**Required work:**
Copy the material below verbatim, starting at the line that contains "target: utv roof" and continuing through the end of the material.

================================

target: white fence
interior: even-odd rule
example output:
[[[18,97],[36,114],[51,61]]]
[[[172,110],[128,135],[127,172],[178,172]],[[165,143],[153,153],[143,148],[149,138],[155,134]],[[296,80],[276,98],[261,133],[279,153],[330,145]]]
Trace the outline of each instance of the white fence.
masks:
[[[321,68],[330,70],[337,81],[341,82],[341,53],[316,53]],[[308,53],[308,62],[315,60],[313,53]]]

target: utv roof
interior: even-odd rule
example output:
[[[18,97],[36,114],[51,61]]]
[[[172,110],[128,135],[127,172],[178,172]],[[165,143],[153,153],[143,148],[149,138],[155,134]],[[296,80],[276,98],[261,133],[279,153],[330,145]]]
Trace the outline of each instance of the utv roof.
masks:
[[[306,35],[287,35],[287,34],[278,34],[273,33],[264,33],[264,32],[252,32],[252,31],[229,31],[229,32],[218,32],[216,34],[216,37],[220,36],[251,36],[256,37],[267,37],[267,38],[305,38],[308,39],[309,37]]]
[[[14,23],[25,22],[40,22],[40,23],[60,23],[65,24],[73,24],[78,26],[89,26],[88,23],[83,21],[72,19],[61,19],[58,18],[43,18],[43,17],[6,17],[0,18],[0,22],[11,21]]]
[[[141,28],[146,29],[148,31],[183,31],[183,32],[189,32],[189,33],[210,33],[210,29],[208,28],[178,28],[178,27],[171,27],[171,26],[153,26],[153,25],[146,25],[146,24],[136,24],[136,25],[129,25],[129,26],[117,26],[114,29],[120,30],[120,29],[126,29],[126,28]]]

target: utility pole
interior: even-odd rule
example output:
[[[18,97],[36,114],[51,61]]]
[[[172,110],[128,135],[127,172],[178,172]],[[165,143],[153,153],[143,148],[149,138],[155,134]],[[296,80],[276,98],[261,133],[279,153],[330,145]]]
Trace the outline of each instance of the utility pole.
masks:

================================

**Task output:**
target: utv roof
interior: even-odd rule
example output:
[[[18,97],[36,114],[51,61]]]
[[[172,110],[128,135],[127,172],[178,172]],[[165,143],[153,153],[143,148],[149,138],[155,134]],[[296,80],[276,98],[261,133],[279,153],[330,145]]]
Trace the outline of each instance of the utv roof.
masks:
[[[306,35],[287,35],[287,34],[278,34],[273,33],[264,33],[264,32],[252,32],[252,31],[229,31],[229,32],[218,32],[216,34],[216,37],[220,36],[251,36],[256,37],[267,37],[267,38],[305,38],[308,39],[309,37]]]
[[[14,23],[25,22],[40,22],[40,23],[60,23],[65,24],[73,24],[78,26],[89,26],[88,23],[83,21],[72,19],[61,19],[58,18],[43,18],[43,17],[6,17],[0,18],[0,22],[11,21]]]
[[[141,28],[146,29],[148,31],[183,31],[183,32],[189,32],[189,33],[210,33],[210,29],[208,28],[178,28],[178,27],[171,27],[171,26],[153,26],[153,25],[146,25],[146,24],[136,24],[136,25],[129,25],[129,26],[117,26],[114,29],[120,30],[120,29],[126,29],[126,28]]]

target: utility pole
interior: even-odd rule
example output:
[[[18,97],[36,114],[51,61]]]
[[[172,110],[128,135],[127,172],[178,172]],[[165,143],[153,153],[143,148],[149,138],[155,134]],[[296,80],[276,98],[261,133],[279,153],[330,145]]]
Trace the outline of each instance of the utility pole.
masks:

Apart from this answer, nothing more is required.